**GIVEN EXERCISE:** Convert the stretch of the items below, from the line containing "of the grainy" through the end of the items, into a JSON list of strings with one string per line and blank lines omitted.

>> Begin DATA SECTION

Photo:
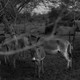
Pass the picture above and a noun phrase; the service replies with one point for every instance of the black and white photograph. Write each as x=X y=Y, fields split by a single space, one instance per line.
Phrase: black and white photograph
x=39 y=39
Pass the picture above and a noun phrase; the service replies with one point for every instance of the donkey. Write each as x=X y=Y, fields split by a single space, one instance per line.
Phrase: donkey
x=55 y=44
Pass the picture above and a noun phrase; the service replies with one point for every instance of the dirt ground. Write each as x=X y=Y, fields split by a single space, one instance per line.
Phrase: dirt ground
x=54 y=67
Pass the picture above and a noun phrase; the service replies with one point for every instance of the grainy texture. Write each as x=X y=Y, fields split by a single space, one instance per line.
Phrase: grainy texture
x=54 y=68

>> End DATA SECTION

**WRITTEN RESPONSE:**
[
  "Pass the picture above and a noun phrase; the service replies with one point for every instance of the grainy texture. Write each as x=X y=Y, fields split by a single space, one instance per line.",
  "Phrase: grainy texture",
  "x=54 y=68"
]